# PASSAGE TO READ:

ECDSA Verification HW/SW Co-Design Accelerator

Target platform: Xilinx Zynq-7000 (7z020-clg400) · Clock: 100 MHz · Vivado 2023.1

Overview

This project implements a hardware-accelerated ECDSA signature verifier on the BLS12-381 elliptic curve. The design follows a HW/SW co-design approach: an ARM Cortex-A9 (PS) orchestrates the computation by passing inputs through a DMA interface to custom RTL logic (PL) that performs the heavy elliptic-curve arithmetic.

What it computes

Given a message m, signature (K, s), public key P, and generator G on BLS12-381, the accelerator verifies:

Q  = m · G          (EC scalar multiplication)
L  = r · P          (EC scalar multiplication, r = K_x mod n)
C  = Q + L          (EC point addition)
D  = s · K          (EC scalar multiplication)
valid ⟺  C_z · D_x ≡ D_z · C_x  (mod p)   [projective comparison via Montgomery]

All arithmetic is performed in projective coordinates over a 381-bit prime field using Montgomery multiplication.

Repository Structure

.

# MATERIAL PROVIDED:
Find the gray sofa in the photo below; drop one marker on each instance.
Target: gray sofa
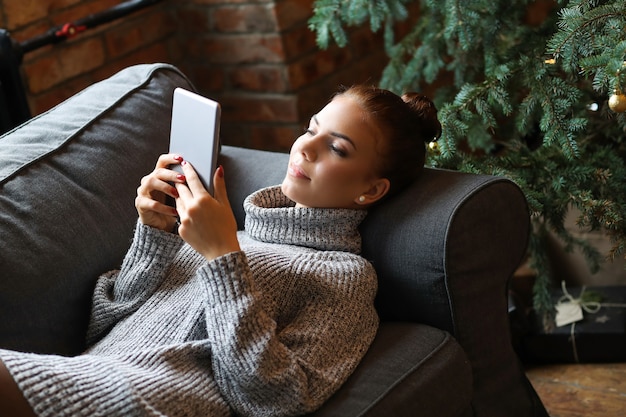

# AIM OF THE EXERCISE:
Transcribe the passage from the ECDSA verification accelerator page from "Target platform: Xilinx" up to and including "(EC point addition)".

# SOLUTION TO THIS TASK:
Target platform: Xilinx Zynq-7000 (7z020-clg400) · Clock: 100 MHz · Vivado 2023.1

Overview

This project implements a hardware-accelerated ECDSA signature verifier on the BLS12-381 elliptic curve. The design follows a HW/SW co-design approach: an ARM Cortex-A9 (PS) orchestrates the computation by passing inputs through a DMA interface to custom RTL logic (PL) that performs the heavy elliptic-curve arithmetic.

What it computes

Given a message m, signature (K, s), public key P, and generator G on BLS12-381, the accelerator verifies:

Q  = m · G          (EC scalar multiplication)
L  = r · P          (EC scalar multiplication, r = K_x mod n)
C  = Q + L          (EC point addition)